Extracted material —

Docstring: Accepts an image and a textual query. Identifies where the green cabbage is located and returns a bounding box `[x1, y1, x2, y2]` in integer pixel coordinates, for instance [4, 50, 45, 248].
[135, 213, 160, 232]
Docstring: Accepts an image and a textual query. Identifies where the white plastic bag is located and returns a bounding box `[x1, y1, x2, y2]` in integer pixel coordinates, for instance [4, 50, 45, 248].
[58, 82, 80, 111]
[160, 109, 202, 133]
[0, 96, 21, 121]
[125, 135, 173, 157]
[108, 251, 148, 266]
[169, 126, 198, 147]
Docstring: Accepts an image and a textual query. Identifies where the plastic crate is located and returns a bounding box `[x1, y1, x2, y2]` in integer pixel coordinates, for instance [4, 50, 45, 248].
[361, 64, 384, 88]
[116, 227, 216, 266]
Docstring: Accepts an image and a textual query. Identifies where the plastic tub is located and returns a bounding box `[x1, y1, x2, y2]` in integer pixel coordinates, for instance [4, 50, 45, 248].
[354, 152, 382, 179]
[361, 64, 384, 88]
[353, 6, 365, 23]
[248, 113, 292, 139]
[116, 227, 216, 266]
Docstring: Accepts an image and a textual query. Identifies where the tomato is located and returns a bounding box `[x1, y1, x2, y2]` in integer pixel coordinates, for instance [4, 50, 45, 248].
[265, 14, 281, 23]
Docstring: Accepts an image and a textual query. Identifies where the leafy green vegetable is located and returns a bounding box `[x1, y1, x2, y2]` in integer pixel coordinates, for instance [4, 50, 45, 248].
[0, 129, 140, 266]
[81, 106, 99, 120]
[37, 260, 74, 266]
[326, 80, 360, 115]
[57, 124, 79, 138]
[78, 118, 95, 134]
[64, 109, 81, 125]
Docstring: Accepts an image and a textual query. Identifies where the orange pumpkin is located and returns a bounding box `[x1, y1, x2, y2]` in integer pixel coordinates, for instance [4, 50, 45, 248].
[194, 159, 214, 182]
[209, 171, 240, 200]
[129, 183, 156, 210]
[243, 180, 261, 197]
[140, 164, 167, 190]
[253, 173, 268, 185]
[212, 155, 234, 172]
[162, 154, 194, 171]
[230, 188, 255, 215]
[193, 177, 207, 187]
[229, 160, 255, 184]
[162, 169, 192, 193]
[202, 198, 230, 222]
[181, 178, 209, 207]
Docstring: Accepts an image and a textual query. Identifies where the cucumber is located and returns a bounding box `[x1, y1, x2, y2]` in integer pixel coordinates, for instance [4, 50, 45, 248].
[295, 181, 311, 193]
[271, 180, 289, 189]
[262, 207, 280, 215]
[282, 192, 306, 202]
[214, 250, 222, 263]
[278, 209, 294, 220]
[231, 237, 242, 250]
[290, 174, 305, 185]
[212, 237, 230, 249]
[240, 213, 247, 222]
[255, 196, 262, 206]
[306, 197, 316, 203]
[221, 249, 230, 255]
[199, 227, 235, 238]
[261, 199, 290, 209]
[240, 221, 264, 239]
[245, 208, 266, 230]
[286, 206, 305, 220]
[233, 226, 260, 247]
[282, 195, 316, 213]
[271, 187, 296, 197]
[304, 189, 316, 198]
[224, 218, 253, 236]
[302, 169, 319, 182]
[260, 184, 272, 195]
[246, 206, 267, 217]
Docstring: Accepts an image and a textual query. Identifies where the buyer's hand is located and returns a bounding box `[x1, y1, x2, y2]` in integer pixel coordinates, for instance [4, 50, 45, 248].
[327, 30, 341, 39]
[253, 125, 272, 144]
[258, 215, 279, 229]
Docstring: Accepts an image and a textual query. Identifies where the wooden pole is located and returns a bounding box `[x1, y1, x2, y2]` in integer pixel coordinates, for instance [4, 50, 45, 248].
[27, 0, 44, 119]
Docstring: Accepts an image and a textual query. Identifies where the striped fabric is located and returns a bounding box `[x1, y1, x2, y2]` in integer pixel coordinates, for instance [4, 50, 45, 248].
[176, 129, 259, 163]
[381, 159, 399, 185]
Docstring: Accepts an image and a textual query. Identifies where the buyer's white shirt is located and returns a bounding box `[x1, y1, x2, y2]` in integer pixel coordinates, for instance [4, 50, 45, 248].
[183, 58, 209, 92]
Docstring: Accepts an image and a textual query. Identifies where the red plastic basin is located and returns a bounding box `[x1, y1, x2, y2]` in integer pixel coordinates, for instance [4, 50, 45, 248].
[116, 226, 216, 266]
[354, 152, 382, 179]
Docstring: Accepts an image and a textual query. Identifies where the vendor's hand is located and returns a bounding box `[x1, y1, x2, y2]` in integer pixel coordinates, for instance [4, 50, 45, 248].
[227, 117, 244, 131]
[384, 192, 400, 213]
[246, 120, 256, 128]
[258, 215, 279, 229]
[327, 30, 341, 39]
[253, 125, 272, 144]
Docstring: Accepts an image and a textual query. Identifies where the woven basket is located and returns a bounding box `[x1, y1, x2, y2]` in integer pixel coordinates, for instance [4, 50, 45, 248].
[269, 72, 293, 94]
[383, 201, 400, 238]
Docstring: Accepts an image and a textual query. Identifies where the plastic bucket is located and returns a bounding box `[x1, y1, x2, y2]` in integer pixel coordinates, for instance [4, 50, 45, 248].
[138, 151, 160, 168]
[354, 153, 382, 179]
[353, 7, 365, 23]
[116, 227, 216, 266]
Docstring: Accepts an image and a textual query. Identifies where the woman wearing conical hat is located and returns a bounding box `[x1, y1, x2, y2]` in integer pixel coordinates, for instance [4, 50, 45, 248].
* * *
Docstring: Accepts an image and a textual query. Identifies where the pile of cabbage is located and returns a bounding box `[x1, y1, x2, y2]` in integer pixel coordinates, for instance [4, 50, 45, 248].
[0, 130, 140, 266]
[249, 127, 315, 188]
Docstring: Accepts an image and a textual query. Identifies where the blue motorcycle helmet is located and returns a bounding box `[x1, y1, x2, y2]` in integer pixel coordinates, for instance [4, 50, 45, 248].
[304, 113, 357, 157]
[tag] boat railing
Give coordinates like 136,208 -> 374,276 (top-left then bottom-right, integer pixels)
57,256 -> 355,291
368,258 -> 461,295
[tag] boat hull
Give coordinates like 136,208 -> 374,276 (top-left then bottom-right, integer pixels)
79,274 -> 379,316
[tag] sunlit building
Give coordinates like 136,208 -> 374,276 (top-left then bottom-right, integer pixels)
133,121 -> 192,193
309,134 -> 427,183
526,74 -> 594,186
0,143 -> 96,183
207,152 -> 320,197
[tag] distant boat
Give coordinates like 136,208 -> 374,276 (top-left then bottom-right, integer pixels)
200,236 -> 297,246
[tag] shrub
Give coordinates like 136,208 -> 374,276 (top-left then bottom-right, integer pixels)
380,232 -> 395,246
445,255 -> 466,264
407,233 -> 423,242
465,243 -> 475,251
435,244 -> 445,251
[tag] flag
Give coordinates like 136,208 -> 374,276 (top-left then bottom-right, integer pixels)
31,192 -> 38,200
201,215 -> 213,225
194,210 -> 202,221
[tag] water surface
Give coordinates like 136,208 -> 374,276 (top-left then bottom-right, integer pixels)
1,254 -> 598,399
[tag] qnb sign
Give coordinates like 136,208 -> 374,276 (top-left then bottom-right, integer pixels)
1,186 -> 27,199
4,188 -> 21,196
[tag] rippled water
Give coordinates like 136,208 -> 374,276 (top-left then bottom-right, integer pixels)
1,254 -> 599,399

Work request — Every line in the listing above that mentions "boat" should be returned.

Worked solution —
[tag] boat railing
[tag] boat hull
[tag] distant boat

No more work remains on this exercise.